> TASK STATEMENT
Nothing but an exact copy of the listing should be given.

-----

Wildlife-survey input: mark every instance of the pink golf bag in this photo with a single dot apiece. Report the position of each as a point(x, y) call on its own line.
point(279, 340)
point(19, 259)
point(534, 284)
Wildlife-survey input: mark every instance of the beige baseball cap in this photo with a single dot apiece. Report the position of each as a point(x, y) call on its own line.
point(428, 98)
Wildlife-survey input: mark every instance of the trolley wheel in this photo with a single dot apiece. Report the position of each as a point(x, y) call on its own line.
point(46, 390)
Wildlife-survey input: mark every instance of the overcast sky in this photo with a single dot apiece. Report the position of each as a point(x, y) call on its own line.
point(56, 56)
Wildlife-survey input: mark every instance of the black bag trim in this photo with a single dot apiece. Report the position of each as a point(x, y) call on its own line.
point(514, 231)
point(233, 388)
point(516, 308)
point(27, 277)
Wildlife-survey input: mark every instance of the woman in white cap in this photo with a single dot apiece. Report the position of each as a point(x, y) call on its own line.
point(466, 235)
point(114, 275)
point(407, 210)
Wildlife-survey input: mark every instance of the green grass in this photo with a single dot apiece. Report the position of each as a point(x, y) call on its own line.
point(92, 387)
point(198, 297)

-----

> TASK OUTPUT
Wildlife-survey input: mark every instance of the pink golf bag in this photo with a single dot apiece. Report the position of each as a point(x, y) call on its own line.
point(279, 340)
point(19, 259)
point(534, 284)
Wildlife-survey input: mark every instance of the beige baseball cap in this photo with a single dot apiece. Report the position of each as a point(x, y) call on its own line.
point(428, 98)
Wildlife-survey input: mark every instance of the trolley wheel in this photo with a single dot apiece. Report the position of each as a point(x, y) call on its own line.
point(46, 390)
Wildlife-survey input: mark every instance of the overcast sky in this photo with a single dot apiece. Report the position of each as a point(x, y) call on its own line.
point(56, 56)
Wildlife-survey input: mark every instance of the black bag trim in this photo with a single dot apiece. Report the position of each as a point(x, y) call on its own line.
point(514, 231)
point(233, 388)
point(516, 308)
point(27, 277)
Wildlife-survey input: mark every instance of the woman in white cap in this photo with a single dot apiece. Report the position of each as a point(x, y) call on its own line.
point(466, 235)
point(114, 275)
point(407, 210)
Wildlife-survey input: mark every instance of the green grass in this photo with a single dot apiece. Report the position of each as a point(x, y) call on its own line.
point(92, 387)
point(198, 297)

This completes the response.